* Begin *

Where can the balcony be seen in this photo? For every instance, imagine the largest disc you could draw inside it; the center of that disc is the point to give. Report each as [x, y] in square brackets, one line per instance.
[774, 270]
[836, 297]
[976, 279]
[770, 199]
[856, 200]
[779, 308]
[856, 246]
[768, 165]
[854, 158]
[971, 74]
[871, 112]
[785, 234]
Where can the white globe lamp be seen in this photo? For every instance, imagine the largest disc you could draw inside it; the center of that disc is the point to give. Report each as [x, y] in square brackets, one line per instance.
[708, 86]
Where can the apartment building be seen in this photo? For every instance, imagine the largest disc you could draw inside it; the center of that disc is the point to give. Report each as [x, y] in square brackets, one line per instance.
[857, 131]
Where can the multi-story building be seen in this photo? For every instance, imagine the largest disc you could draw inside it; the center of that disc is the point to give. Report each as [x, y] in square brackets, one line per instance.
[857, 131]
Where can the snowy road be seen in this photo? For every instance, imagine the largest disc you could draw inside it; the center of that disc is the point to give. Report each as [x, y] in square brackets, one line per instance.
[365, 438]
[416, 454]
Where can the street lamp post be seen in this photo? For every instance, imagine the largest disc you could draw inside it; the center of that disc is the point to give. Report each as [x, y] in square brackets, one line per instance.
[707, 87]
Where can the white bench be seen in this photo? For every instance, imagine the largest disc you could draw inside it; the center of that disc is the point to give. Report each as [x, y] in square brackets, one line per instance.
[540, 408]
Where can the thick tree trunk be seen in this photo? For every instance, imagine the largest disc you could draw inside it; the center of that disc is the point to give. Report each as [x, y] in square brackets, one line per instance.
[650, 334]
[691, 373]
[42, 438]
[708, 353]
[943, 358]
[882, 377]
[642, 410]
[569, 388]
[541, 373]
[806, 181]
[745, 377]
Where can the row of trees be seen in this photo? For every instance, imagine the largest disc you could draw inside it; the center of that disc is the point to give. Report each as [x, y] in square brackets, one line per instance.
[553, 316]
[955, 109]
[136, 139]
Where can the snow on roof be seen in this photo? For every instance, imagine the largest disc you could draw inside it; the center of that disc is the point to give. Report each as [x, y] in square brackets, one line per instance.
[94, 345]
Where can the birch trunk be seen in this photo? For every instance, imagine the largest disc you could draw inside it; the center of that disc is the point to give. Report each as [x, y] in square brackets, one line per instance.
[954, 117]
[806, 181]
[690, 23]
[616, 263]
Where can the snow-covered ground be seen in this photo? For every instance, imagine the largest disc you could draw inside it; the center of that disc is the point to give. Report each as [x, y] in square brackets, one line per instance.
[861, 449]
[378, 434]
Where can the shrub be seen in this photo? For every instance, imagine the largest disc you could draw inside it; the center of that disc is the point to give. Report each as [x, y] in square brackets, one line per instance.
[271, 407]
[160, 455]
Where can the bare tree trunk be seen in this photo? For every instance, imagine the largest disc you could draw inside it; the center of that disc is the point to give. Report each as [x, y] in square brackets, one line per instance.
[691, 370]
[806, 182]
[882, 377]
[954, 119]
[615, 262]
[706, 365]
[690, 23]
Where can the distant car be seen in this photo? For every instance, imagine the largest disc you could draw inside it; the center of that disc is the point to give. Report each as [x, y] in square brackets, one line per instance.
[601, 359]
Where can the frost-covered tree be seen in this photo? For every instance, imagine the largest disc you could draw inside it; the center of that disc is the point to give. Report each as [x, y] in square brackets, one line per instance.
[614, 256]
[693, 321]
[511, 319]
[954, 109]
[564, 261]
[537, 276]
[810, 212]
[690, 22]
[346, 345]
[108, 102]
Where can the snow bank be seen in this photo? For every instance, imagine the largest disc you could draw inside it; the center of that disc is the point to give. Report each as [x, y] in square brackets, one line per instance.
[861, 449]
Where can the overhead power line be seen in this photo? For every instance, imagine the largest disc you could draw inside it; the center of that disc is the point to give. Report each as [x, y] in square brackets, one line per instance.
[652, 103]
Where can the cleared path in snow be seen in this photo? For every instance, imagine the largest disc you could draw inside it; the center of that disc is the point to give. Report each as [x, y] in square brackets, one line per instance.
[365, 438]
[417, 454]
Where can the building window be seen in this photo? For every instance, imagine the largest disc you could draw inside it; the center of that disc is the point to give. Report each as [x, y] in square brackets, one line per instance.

* End *

EXERCISE GOAL:
Write out the lines above, starting at the line that contains "Where can the cleared" and ending with the final line, and nothing else; copy them exactly.

TASK SOLUTION:
Where can the cleared path in snow be seen in this photo? For every instance, imagine the largest disc you could draw inside it; the center of that disc is the point to give. Report each as [x, y] in square brackets, one line per instance.
[365, 438]
[417, 454]
Where can the building window be seen in this photo? For every instance, imagine the largest disc you could draw inside it; the center of that disc is the point to give. Report each as [x, y] in square brackets, one line per instance.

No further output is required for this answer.